GIVEN PROBLEM 1. Retype the passage of the Jersey Central Power & Light court opinion from "On February 24, 1967" up to and including "Specialty Woodcraft, Inc.", keeping every word and mark the same.
GIVEN PROBLEM 2. Carry the Jersey Central Power & Light court opinion forward from the point where it stops, writing what comes next.

EXCERPT PROVIDED.

Jersey Central Power & Light Co. v. Township of Lakewood

SERPENTELLI, J. S. C.

In this action in lieu of prerogative writs the core issue is whether plaintiff, a public utility, must at its own expense relocate poles, anchor guys and related equipment which were placed in the bed of a now vacated street pursuant to an easement granted to plaintiff by defendant township so that the industrial commission of that township may pursue development plans in the area heretofore occupied by the easement. In the court’s view, resolution of this question depends upon an interpretation of the scope of the Supreme Court’s opinion in Port of New York Auth. v. Hackensack Water Co., 41 N.J. 90 (1963) (hereinafter Port Authority). That case held that public utilities were required to absorb the costs of relocation of their facilities necessitated by virtue of improvements undertaken by the Port Authority of New York with respect to the George Washington Bridge, Holland and Lincoln Tunnels and Port Newark Marine Terminal. The question here is whether this common law principle should apply to the following factual setting.

On February 24, 1967 defendant granted a right-of-way to plaintiff and New Jersey Bell Telephone Company to install nine poles and four anchor guys on defendant’s premises. The purpose of the grant was to enable plaintiff to provide electrical utility service to a private industrial facility owned by Specialty Woodcraft, Inc.

[Data items]
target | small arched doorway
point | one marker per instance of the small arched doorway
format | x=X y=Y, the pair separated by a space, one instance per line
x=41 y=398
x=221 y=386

EXERCISE RESULT 1.
On February 24, 1967 defendant granted a right-of-way to plaintiff and New Jersey Bell Telephone Company to install nine poles and four anchor guys on defendant’s premises. The purpose of the grant was to enable plaintiff to provide electrical utility service to a private industrial facility owned by Specialty Woodcraft, Inc.

EXERCISE RESULT 2.
The consideration for the easement was one dollar. It was granted along the path of a paper street known as Autumn Avenue and across lands known on the tax map as Block 408, owned by the township and located east of Autumn Avenue. The plant of Specialty Woodcraft, Inc. had been newly constructed in 1967 on lands acquired from the Lakewood Industrial Commission, a body corporate organized pursuant to N.J.S.A. 40:55B-1 et seq. as a result of efforts made by the Commission to attract new industrial users to the township. The decision to place these utility poles and facilities in the bed of proposed Autumn Avenue and across other township lands was made jointly by the Lakewood Industrial Commission and Specialty *397Woodcraft, Inc. in cooperation with Jersey Central Power and Light Company. As noted, Autumn Avenue was merely a paper street at this time, that is, an unimproved street appearing on a map filed in the county clerk’s office on January 9, 1920 pursuant to N.J.S.A. 46:23 1 et seq. The street was never improved by defendant nor had defendant ever formally accepted a dedication of it.

Indeed, on February 10, 1972 the township vacated Autumn Avenue and Herman Street, Harriet Street, Kurz Street and Winter Avenue, all located in the same general vicinity of Autumn Avenue, at the suggestion and request of the Industrial Commission. The Commission had entered into negotiations with a potential industrial developer which would have resulted in the Commission conveying a large tract of land, including these five streets, had the negotiations been successful. For reasons not here relevant, the sale was never consummated. However, these streets remain vacated.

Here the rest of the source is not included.